*EXERCISE GOAL:* Recast all of the records below as a two-column CSV with the column names entry_text and pixel_points, one row per record holding its text and its answer. Put each value in a single quoted field with line breaks turned into spaces, and leave the pictures out.

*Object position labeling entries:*

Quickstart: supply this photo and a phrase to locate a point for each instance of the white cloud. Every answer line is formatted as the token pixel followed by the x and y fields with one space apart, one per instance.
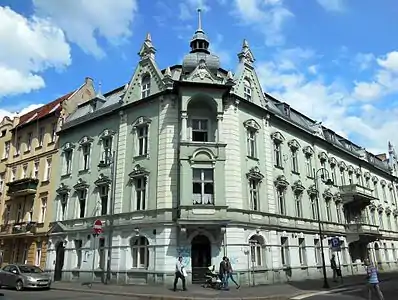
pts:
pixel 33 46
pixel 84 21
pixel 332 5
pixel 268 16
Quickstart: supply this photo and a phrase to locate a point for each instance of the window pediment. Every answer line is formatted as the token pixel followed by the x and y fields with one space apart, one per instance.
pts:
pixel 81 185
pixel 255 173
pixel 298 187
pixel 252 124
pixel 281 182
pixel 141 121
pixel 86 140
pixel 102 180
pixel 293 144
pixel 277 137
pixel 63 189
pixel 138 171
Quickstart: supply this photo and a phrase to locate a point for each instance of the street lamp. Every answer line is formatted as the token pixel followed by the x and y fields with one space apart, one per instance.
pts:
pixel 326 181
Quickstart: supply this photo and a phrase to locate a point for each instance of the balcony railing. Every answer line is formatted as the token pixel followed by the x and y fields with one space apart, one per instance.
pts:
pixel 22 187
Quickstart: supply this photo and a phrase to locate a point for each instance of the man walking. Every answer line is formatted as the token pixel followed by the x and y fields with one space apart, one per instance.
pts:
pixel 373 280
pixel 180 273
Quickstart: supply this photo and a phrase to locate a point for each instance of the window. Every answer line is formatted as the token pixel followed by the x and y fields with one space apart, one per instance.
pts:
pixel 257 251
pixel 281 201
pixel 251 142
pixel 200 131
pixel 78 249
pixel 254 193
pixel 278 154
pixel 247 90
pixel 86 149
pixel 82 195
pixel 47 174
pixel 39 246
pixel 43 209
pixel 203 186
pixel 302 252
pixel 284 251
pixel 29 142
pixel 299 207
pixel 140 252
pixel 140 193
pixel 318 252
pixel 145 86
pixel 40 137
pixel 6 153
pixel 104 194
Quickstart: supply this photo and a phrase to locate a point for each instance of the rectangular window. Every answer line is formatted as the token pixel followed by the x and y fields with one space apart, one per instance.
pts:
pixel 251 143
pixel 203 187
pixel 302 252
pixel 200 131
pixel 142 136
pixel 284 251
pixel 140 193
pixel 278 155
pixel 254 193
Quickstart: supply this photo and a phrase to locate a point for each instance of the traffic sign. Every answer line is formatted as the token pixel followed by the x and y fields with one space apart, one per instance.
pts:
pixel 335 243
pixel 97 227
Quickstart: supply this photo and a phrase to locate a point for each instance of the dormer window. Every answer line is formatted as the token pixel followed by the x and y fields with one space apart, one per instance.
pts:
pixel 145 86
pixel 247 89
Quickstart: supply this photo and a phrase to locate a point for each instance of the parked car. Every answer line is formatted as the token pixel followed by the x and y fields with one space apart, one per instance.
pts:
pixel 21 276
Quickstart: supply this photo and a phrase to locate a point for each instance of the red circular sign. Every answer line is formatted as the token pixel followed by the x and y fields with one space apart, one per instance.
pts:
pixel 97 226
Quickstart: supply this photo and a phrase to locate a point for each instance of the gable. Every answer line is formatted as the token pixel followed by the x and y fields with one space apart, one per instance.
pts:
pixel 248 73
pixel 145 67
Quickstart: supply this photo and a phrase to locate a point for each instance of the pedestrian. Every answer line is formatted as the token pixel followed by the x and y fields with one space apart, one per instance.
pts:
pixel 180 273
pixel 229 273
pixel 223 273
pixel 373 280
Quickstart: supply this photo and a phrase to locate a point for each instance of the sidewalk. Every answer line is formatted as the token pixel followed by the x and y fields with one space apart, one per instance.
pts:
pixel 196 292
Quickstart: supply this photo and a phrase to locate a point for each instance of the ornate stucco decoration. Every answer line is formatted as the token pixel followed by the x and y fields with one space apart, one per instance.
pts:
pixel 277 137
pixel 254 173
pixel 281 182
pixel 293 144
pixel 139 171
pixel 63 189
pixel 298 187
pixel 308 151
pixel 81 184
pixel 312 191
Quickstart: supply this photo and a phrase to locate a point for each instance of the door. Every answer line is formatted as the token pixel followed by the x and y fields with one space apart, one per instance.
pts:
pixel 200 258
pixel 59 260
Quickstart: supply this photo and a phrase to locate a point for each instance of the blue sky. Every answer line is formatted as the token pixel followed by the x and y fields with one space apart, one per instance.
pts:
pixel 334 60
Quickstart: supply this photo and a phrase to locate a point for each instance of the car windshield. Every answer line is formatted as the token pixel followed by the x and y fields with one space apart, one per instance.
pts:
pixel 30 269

*REPLY:*
entry_text,pixel_points
"Quickstart: supply this photo and a phrase to locate a point for each instance of the white cloud. Every answer line is formatted as the token pixel followed by the x and y fields with one space apart, one per instance. pts:","pixel 33 46 pixel 84 21 pixel 332 5 pixel 268 16"
"Quickstart: supply this photo and a phrase to locate a point for each instance of the window pediment. Every answer line is formatted as the token pixel followed by the x and y fields with one space apart, one per instance. pts:","pixel 81 185 pixel 255 173 pixel 298 187 pixel 252 124 pixel 281 182 pixel 141 121 pixel 86 140 pixel 102 180 pixel 293 144 pixel 277 137 pixel 63 189 pixel 138 171"
"Quickstart: supply this photo and a phrase to locate a point for each instance of the street lamp. Every answer line is formatted as the token pixel followed by the x and y fields with one space apart, one per instance. pts:","pixel 326 181"
"Quickstart: supply this photo and a phrase to locate a point for each instance of the balcony railing. Every answer line is formatted as the token pixel followed by the x and y fields with one space apart, one per instance. pts:","pixel 22 187"
"Quickstart: supply this photo and a phrase to locate a point for each instance of the man walking. Every answer line is formatted as the token pixel followed by the x and y fields with one space apart, one per instance. pts:","pixel 373 280 pixel 180 273"
"Quickstart: supply this photo and a phrase to locate a point for each instance of the window. Every answer line is formatted as the token pixel followed by the x and y fields with one space apart, one per instance. pts:","pixel 257 251 pixel 281 201 pixel 251 142 pixel 200 131 pixel 78 249 pixel 254 193 pixel 278 154 pixel 247 90 pixel 86 149 pixel 82 195 pixel 47 174 pixel 39 246 pixel 43 209 pixel 203 186 pixel 302 252 pixel 284 251 pixel 29 142 pixel 299 207 pixel 140 252 pixel 140 193 pixel 318 252 pixel 145 86 pixel 40 137 pixel 6 153 pixel 104 194"
"Quickstart: supply this photo and a phrase to locate a point for each instance of the rectangular window. Every answer line is formatted as the token pixel followed by the x and y fields with one space apart, one per instance. pts:","pixel 251 143 pixel 203 187 pixel 302 252 pixel 200 131 pixel 142 136 pixel 284 251 pixel 140 193 pixel 278 155 pixel 254 193"
"Quickstart: supply this photo and a phrase to locate a point for each instance of the traffic sign. Every answer line is formatted as the token pixel followed by the x and y fields with one space apart, one per instance. pts:","pixel 335 243 pixel 97 227"
"Quickstart: supply this photo and a phrase to locate a point for each instance of the dormer window. Every answer line is formatted as the token pixel followed by the x and y fields with one space apart, one per instance. pts:","pixel 145 86 pixel 247 89"
"Quickstart: supply this photo and a phrase to locate a point for each instance of the parked car. Every answer line is formatted as the token pixel followed by the x and y fields with one space apart, one per instance. pts:","pixel 21 276"
"Quickstart: supply this photo and a phrase to locate a point for each instance of the red circular sign. Every answer line is formatted as the token pixel followed by the x and y fields with one space apart, one per instance. pts:","pixel 97 226"
"Quickstart: supply this photo and a phrase to locate a point for each instance of the gable. Every answer line is formatted as the token pixel followed by the x and y fields with one space apart, one per instance. pts:","pixel 248 73 pixel 145 67"
"Quickstart: supply this photo and a phrase to locate a point for each instance of the pedestrian. Every answer line is formatted as the token pixel followed by the x and y fields with one space apart, one per instance. pts:","pixel 180 273 pixel 229 273 pixel 223 273 pixel 373 280"
"Quickstart: supply this photo and a phrase to locate a point for each instance of the sidewalk. Every answer line is formatted as the token pixel followed by the x and y fields with one space apart, one per instance. pts:","pixel 196 292"
"Quickstart: supply this photo and a phrase to locate a point for each instance of the ornate stucco decoration. Every answer line is formatted as the token pixel followed by the x and y fields with one space apart, one per instance. pts:","pixel 277 137 pixel 254 173 pixel 281 182 pixel 293 144 pixel 139 171 pixel 63 189 pixel 298 187 pixel 308 151 pixel 81 184 pixel 312 191"
"Quickstart: supply this photo and a phrase to locate a point for each instance of the door. Every answer line is formatted as the token pixel followed by the x and y fields with one space apart, one per instance. pts:","pixel 200 258 pixel 59 260"
"Quickstart: supply this photo and a phrase to locate a point for each instance of the blue sky. Every answer line is formatted as the token pixel followed by the x and y fields with one space apart, one per instance. pts:","pixel 334 60"
"Quickstart: supply this photo and a phrase to locate a point for each instance of the car windshield. Every answer line is formatted as the token pixel followed by the x and y fields with one space apart, one per instance. pts:","pixel 30 269"